Though we live in what author Fareed Zakaria has called the "democratic age," the first foundation of legitimacy--namely, democracy--seems to have eluded the Arab world. Of the twenty-one states of the Arab League, not one could be called democratic or liberal. In fact, in its annual survey of political rights and civil liberties entitled Freedom in the World, Freedom House ranks six Arab states (Iraq, Sudan, Libya, Saudi Arabia, Somalia, and Syria) as the world's worst in terms of political freedom. And unlike in China or Russia under communism, there is no great grassroots movement for democracy in the Arab world, largely because democracy does not resonate with the average Arab. It has no basis in the Arab past and is tainted by its association with the West. Though many Arab governments hold sham elections in which the leader is swept into office with 99.99 percent of the vote and 99.99 percent voter participation, such displays are done mostly for the outside world. When Iraq's "parliament" last winter passed a resolution refusing to respect the U.S. imposed no-fly zones over the northern and southern parts of the country, the move was recognized as a poor attempt by Saddam Hussein to paint his transgressions as a function of popular will, and thus as somehow more legitimate. One perceptive observer of the Middle East has noted that leaders like Hussein have no idea how real democracies work and do not realize that those accustomed to holding elections would find such shams offensive. Meanwhile, to the people of the region, they are an irrelevance.

Data extract -

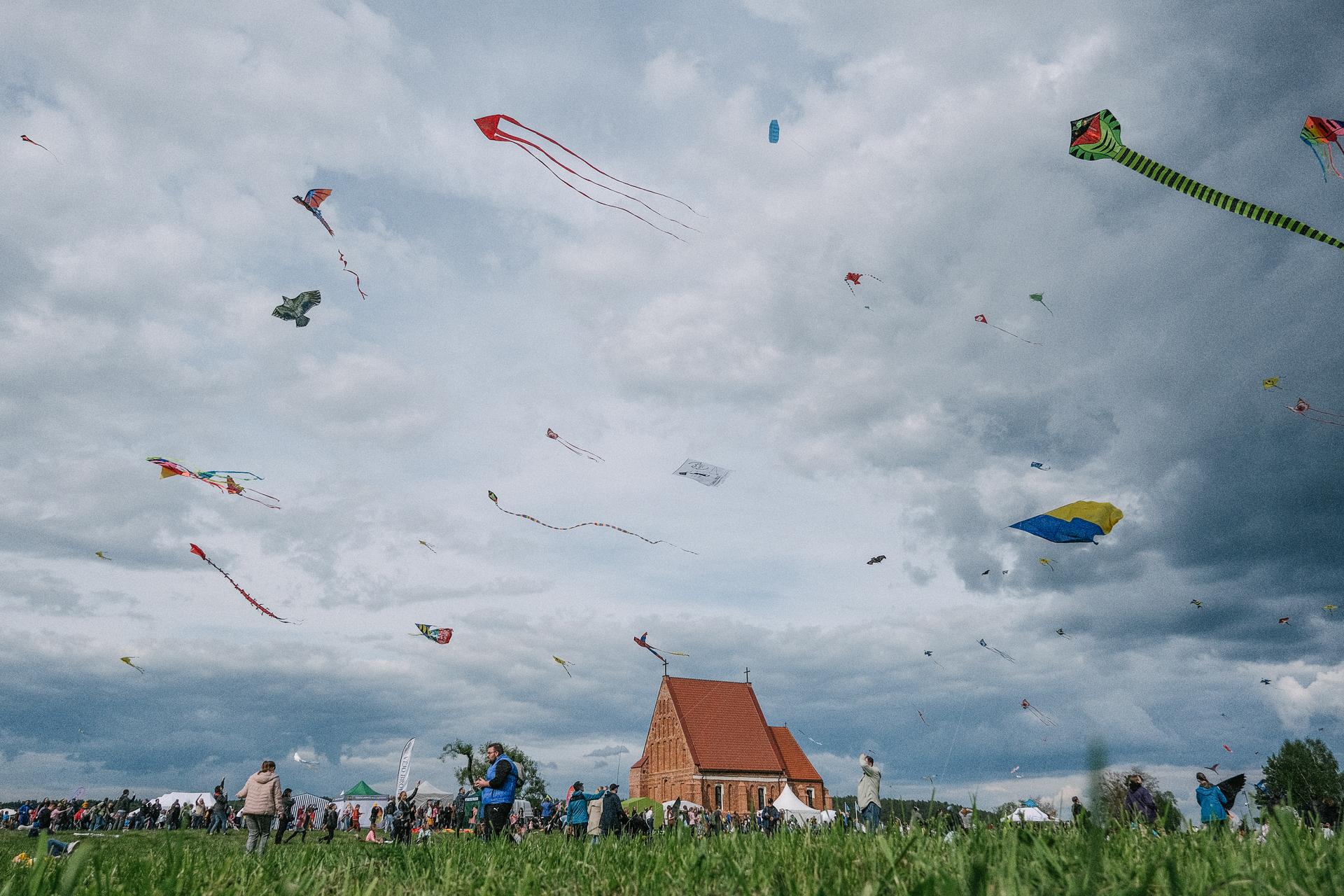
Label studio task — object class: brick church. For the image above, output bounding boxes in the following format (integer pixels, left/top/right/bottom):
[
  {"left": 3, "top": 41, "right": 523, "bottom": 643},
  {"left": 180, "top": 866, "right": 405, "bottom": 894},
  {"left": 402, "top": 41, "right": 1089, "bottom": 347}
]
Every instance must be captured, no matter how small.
[{"left": 630, "top": 676, "right": 832, "bottom": 813}]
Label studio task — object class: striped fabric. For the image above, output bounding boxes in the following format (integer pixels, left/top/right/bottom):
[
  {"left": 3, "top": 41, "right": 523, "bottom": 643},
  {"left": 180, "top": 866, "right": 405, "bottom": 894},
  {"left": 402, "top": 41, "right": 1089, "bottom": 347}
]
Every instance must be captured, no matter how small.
[{"left": 1068, "top": 108, "right": 1344, "bottom": 250}]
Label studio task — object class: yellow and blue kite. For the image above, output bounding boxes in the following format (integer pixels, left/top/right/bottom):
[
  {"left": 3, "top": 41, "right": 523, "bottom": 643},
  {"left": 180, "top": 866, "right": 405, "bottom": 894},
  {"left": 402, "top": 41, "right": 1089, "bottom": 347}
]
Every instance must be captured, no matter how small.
[{"left": 1009, "top": 501, "right": 1125, "bottom": 544}]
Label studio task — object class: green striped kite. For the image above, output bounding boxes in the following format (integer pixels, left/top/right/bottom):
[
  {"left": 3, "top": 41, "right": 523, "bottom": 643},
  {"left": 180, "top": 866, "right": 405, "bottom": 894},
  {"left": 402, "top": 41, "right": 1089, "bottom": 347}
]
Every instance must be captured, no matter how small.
[{"left": 1068, "top": 108, "right": 1344, "bottom": 248}]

Directions -
A. According to the text on democracy in the Arab world, how many states belong to the Arab League?
B. For each statement, say whether it agrees with the text on democracy in the Arab world and quote the words that decide it: (i) Freedom House ranks Egypt among the six Arab states with the worst political freedom. (ii) Sham elections in Arab states are staged mostly for the outside world. (iii) The Arab world has a great grassroots movement for democracy.

Responses -
A. Twenty-one.

B.
(i) No: "six Arab states (Iraq, Sudan, Libya, Saudi Arabia, Somalia, and Syria)"
(ii) Yes: "such displays are done mostly for the outside world"
(iii) No: "there is no great grassroots movement for democracy in the Arab world"